=== Rows ===
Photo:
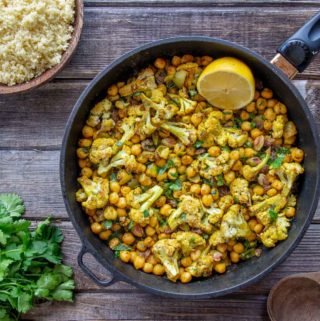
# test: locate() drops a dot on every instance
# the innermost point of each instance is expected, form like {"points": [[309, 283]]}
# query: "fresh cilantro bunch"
{"points": [[30, 261]]}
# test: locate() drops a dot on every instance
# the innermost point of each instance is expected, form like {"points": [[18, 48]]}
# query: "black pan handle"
{"points": [[303, 46], [92, 276]]}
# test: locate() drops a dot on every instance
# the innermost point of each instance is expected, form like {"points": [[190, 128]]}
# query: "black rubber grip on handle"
{"points": [[303, 46]]}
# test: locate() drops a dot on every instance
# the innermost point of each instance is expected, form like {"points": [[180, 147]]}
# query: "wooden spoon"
{"points": [[52, 72], [296, 298]]}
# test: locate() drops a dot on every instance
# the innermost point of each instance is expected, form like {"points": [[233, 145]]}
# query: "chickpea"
{"points": [[261, 103], [267, 93], [258, 228], [165, 210], [207, 200], [87, 131], [128, 238], [104, 235], [220, 267], [297, 154], [150, 231], [214, 151], [269, 114], [96, 227], [141, 246], [114, 242], [186, 261], [114, 186], [205, 189], [158, 269], [238, 248], [138, 262], [160, 63], [172, 173], [272, 192], [186, 159], [244, 115], [125, 256], [234, 257], [191, 172], [176, 61], [195, 189], [255, 132], [185, 277], [229, 177], [196, 119], [113, 198], [290, 212], [136, 149], [258, 190], [113, 90], [246, 126], [148, 267]]}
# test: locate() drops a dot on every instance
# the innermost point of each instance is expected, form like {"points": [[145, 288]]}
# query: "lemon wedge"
{"points": [[227, 83]]}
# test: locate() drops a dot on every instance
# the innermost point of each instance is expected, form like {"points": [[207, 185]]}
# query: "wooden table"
{"points": [[32, 126]]}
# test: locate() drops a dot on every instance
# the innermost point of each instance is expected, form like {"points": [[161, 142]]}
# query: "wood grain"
{"points": [[52, 104], [111, 31], [34, 174]]}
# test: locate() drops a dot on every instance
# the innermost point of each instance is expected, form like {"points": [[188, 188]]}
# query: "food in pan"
{"points": [[33, 37], [176, 186]]}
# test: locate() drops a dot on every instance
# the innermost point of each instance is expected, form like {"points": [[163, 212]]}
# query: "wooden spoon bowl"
{"points": [[52, 72], [296, 298]]}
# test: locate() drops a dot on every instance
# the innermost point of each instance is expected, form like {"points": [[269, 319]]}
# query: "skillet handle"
{"points": [[300, 49], [89, 273]]}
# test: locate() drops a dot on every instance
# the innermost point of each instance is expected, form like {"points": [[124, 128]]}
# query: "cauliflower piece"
{"points": [[278, 231], [100, 110], [288, 173], [168, 251], [239, 189], [189, 241], [102, 149], [186, 133], [120, 159], [96, 190], [203, 266], [233, 226], [141, 210], [214, 166], [262, 209], [250, 173], [278, 126], [186, 106]]}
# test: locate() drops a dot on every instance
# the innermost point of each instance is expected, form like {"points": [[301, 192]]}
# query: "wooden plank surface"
{"points": [[111, 31], [52, 104]]}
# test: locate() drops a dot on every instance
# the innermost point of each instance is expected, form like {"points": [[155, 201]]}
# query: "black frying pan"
{"points": [[293, 55]]}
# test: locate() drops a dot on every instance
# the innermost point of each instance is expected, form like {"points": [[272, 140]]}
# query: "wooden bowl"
{"points": [[52, 72]]}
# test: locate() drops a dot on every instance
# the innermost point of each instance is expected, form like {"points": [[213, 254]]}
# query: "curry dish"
{"points": [[180, 188]]}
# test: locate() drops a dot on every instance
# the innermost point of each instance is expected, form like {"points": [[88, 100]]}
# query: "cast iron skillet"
{"points": [[299, 50]]}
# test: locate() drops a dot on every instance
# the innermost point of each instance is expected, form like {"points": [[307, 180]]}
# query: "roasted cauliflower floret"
{"points": [[239, 189], [96, 190], [189, 241], [203, 266], [278, 126], [277, 231], [250, 173], [168, 251], [233, 226], [288, 173], [102, 149], [141, 210], [186, 133]]}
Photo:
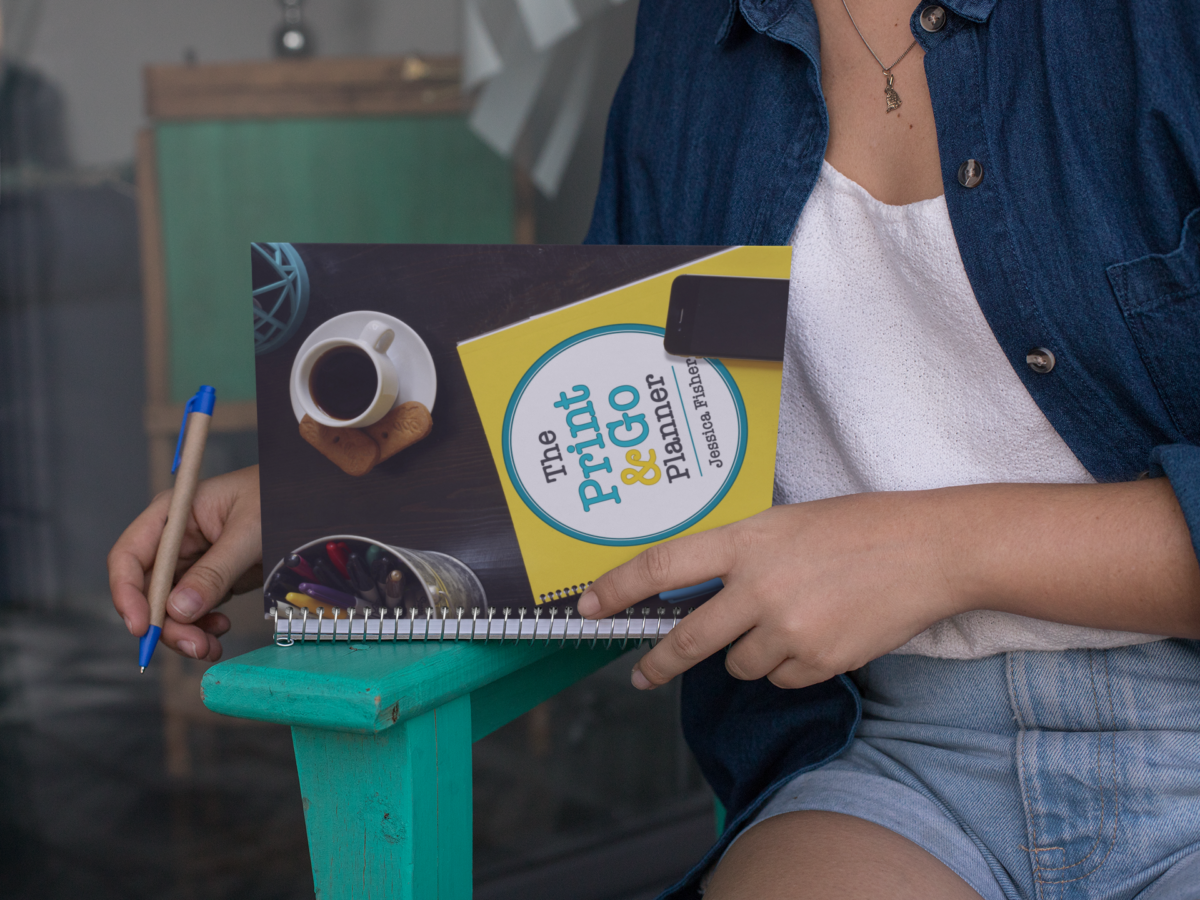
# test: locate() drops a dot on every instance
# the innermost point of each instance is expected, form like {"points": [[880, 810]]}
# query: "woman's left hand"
{"points": [[811, 591]]}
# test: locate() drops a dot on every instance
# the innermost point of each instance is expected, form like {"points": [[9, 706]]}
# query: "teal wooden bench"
{"points": [[382, 736]]}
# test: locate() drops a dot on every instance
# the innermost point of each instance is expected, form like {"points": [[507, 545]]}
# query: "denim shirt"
{"points": [[1083, 238]]}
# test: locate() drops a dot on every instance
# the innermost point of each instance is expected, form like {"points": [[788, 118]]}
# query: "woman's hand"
{"points": [[811, 589], [816, 589], [221, 555]]}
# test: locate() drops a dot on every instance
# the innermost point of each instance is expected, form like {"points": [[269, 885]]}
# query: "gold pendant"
{"points": [[891, 96]]}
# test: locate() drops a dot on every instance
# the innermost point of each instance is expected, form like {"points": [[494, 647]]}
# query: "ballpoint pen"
{"points": [[189, 454]]}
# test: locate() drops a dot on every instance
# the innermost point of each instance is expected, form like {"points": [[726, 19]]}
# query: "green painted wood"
{"points": [[361, 687], [225, 184], [502, 701], [389, 815]]}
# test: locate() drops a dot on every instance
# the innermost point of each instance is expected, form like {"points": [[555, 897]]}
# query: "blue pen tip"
{"points": [[145, 646]]}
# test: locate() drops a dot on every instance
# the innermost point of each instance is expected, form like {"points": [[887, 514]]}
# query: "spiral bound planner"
{"points": [[505, 628], [457, 441]]}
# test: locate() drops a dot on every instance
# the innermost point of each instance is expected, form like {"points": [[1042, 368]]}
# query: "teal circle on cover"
{"points": [[611, 441]]}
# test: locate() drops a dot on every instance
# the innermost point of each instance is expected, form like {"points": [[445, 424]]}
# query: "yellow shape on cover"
{"points": [[605, 444]]}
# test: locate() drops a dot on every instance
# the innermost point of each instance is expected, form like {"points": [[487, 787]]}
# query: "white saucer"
{"points": [[414, 365]]}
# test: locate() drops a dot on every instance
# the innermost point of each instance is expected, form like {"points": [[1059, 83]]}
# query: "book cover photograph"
{"points": [[456, 441]]}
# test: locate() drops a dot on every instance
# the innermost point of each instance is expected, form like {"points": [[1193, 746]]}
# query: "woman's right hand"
{"points": [[221, 556]]}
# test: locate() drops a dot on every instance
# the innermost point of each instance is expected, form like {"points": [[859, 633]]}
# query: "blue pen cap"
{"points": [[201, 402], [147, 643]]}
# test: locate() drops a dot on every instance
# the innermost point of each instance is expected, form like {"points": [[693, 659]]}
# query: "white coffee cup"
{"points": [[373, 342]]}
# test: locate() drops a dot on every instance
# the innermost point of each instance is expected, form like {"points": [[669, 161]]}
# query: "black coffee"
{"points": [[343, 382]]}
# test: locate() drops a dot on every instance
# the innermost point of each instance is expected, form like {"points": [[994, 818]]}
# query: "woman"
{"points": [[994, 330]]}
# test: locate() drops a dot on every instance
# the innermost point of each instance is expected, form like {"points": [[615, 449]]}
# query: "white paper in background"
{"points": [[481, 59], [549, 21], [507, 100], [509, 46], [556, 151]]}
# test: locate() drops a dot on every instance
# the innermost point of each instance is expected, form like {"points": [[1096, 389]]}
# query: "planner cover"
{"points": [[431, 417], [605, 444]]}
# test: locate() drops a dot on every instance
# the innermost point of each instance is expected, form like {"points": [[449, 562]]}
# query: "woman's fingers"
{"points": [[696, 636], [211, 579], [130, 561], [675, 564], [191, 641]]}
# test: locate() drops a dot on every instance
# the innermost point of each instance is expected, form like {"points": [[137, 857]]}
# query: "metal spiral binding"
{"points": [[479, 628]]}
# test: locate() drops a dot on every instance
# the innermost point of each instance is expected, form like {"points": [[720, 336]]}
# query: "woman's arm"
{"points": [[820, 588]]}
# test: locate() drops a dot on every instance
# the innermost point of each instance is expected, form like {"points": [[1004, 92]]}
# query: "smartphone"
{"points": [[723, 316]]}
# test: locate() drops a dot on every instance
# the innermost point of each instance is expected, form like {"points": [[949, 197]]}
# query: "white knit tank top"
{"points": [[893, 381]]}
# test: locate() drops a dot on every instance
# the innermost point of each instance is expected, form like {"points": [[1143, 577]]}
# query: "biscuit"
{"points": [[352, 450], [403, 426]]}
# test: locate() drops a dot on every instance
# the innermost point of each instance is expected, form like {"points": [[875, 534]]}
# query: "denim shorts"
{"points": [[1033, 775]]}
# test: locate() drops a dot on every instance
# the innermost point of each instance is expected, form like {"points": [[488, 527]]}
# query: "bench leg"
{"points": [[389, 815]]}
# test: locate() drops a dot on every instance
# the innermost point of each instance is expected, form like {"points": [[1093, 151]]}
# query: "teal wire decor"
{"points": [[281, 303]]}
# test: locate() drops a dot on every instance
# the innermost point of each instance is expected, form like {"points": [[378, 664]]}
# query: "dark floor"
{"points": [[592, 796]]}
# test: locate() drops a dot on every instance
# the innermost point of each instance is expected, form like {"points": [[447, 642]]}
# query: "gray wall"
{"points": [[71, 388], [95, 49]]}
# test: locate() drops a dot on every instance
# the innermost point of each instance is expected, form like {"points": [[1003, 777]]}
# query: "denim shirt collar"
{"points": [[796, 23]]}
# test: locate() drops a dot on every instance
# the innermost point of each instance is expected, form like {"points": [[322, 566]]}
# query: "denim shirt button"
{"points": [[1041, 360], [933, 18], [970, 173]]}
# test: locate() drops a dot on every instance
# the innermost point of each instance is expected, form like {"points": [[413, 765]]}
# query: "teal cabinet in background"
{"points": [[225, 184], [363, 150]]}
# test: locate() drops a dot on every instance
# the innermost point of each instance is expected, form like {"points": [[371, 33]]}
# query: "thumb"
{"points": [[210, 580]]}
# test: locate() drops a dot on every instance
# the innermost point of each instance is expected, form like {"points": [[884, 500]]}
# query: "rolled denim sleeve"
{"points": [[1181, 465]]}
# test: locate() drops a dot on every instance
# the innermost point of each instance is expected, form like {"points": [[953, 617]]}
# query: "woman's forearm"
{"points": [[1105, 556]]}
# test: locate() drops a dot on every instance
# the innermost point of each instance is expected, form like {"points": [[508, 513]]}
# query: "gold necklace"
{"points": [[889, 93]]}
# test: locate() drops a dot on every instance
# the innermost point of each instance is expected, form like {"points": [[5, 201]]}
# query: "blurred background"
{"points": [[143, 144]]}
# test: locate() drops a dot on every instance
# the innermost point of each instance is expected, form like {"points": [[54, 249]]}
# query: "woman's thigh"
{"points": [[831, 856]]}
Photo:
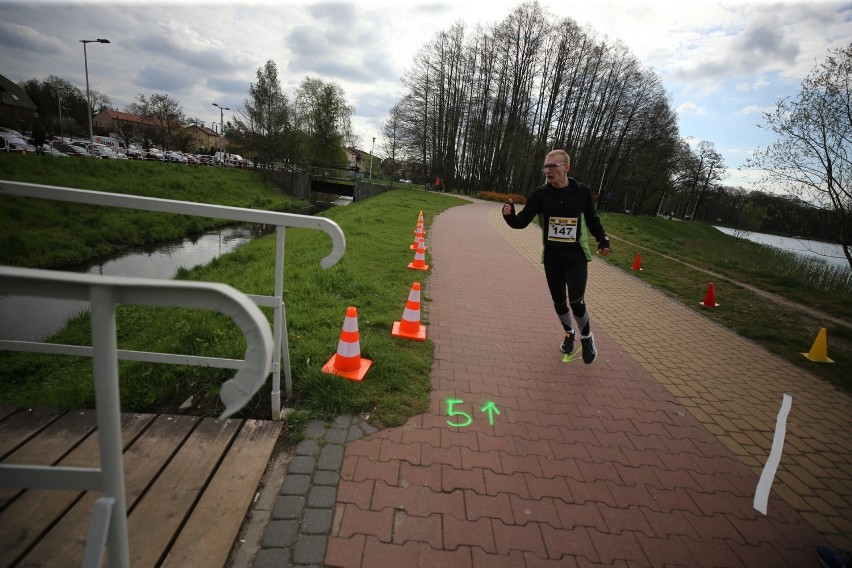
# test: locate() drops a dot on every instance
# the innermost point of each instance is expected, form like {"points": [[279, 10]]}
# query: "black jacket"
{"points": [[567, 215]]}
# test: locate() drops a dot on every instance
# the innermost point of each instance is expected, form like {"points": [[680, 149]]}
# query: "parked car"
{"points": [[51, 150], [13, 143], [134, 152], [175, 157], [153, 154], [70, 150]]}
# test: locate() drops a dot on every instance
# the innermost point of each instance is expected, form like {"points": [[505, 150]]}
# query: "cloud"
{"points": [[754, 85], [756, 39], [755, 109], [690, 107], [26, 38]]}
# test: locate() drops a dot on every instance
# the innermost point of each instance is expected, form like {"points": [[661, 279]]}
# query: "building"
{"points": [[112, 121], [115, 122]]}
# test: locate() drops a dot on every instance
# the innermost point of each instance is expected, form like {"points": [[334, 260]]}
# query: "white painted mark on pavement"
{"points": [[761, 494]]}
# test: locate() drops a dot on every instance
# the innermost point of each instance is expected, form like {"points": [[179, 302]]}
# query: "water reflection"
{"points": [[29, 318], [828, 252]]}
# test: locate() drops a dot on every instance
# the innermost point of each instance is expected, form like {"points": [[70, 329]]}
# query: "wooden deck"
{"points": [[189, 483]]}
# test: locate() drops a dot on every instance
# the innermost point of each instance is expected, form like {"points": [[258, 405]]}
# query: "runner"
{"points": [[567, 212]]}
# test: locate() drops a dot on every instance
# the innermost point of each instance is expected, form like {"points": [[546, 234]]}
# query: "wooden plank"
{"points": [[163, 508], [143, 461], [21, 426], [29, 516], [51, 443], [209, 534]]}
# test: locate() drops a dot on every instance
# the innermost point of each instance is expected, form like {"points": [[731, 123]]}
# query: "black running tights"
{"points": [[567, 284]]}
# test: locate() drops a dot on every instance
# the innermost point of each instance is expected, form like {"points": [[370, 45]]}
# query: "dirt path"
{"points": [[762, 293]]}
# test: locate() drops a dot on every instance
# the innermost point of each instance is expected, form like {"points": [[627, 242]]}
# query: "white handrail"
{"points": [[280, 220], [108, 525]]}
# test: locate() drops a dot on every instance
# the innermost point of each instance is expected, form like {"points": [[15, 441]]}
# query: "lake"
{"points": [[829, 252]]}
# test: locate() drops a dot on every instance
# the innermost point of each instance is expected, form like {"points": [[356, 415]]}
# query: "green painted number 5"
{"points": [[453, 412]]}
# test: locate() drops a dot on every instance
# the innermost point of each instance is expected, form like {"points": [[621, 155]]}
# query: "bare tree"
{"points": [[482, 107], [261, 123], [324, 118], [811, 159], [168, 116]]}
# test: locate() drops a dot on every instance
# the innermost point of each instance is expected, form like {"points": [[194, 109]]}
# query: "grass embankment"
{"points": [[55, 234], [372, 276], [783, 329]]}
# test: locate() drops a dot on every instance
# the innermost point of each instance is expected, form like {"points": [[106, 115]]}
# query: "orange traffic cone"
{"points": [[347, 362], [419, 262], [409, 327], [819, 350], [710, 298], [637, 263], [418, 237]]}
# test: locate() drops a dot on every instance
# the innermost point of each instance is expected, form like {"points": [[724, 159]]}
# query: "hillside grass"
{"points": [[373, 276], [784, 329], [54, 234]]}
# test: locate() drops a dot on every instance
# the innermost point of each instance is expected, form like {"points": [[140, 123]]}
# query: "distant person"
{"points": [[567, 212], [39, 138]]}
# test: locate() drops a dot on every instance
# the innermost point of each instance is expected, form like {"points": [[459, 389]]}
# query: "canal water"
{"points": [[27, 318], [829, 252]]}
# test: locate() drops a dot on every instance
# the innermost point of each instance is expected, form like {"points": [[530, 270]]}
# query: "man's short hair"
{"points": [[562, 154]]}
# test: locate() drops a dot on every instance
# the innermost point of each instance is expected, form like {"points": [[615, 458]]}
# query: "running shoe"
{"points": [[567, 346], [589, 351]]}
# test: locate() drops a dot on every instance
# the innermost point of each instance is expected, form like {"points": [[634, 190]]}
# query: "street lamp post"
{"points": [[371, 159], [88, 96]]}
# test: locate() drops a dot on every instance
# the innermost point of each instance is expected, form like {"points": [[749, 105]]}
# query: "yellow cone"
{"points": [[819, 351]]}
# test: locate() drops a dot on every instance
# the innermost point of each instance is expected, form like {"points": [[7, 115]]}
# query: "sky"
{"points": [[722, 62]]}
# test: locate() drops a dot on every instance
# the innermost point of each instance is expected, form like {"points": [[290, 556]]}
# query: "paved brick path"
{"points": [[649, 457]]}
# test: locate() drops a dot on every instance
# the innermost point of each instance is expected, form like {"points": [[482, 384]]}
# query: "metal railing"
{"points": [[108, 524], [280, 220]]}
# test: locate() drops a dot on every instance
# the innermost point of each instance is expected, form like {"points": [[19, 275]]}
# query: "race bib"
{"points": [[562, 229]]}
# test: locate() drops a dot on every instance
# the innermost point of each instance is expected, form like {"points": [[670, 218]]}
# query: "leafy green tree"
{"points": [[324, 119], [61, 106], [261, 124], [811, 159]]}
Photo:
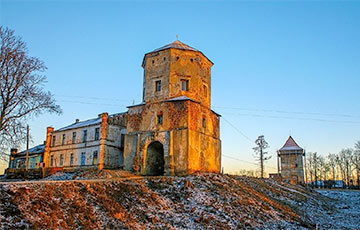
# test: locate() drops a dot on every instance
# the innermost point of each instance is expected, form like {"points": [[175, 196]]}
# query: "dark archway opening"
{"points": [[155, 159]]}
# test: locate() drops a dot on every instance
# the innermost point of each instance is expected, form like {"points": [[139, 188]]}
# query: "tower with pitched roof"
{"points": [[174, 131], [291, 158]]}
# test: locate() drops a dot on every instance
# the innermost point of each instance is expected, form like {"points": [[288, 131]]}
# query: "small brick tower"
{"points": [[292, 166]]}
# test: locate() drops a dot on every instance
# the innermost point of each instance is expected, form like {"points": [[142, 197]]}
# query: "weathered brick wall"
{"points": [[292, 167]]}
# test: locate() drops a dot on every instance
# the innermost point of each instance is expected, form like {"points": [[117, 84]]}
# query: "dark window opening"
{"points": [[158, 86], [160, 119], [184, 85], [95, 158], [155, 163], [97, 133], [74, 137], [61, 159], [54, 139], [122, 141], [84, 135], [71, 159], [83, 158]]}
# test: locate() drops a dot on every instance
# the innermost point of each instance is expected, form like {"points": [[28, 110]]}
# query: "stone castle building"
{"points": [[291, 158], [172, 132]]}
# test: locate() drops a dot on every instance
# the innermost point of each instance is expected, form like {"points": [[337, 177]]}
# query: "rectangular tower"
{"points": [[174, 131], [292, 166]]}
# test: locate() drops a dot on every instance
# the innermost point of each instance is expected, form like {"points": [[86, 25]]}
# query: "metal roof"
{"points": [[176, 45], [290, 145], [34, 150], [89, 122]]}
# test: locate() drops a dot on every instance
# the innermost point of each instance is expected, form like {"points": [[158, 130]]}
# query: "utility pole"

=== Short task ===
Gather every line of the entries above that contains the word "planner".

=== Solution to this task ===
# query: "spiral bound planner"
# query: "planner cover"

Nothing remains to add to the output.